Dataset excerpts ▸

+ + + + +

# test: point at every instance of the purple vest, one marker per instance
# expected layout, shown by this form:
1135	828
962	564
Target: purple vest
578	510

+ + + + +

What you have to do ▸
Reproduce all of the records above verbatim, changing nothing.

Result of the task ▸
# test: point at every instance of the purple vest, one marker per instance
# expected layout, shown by this form:
1135	828
962	564
Target: purple vest
578	510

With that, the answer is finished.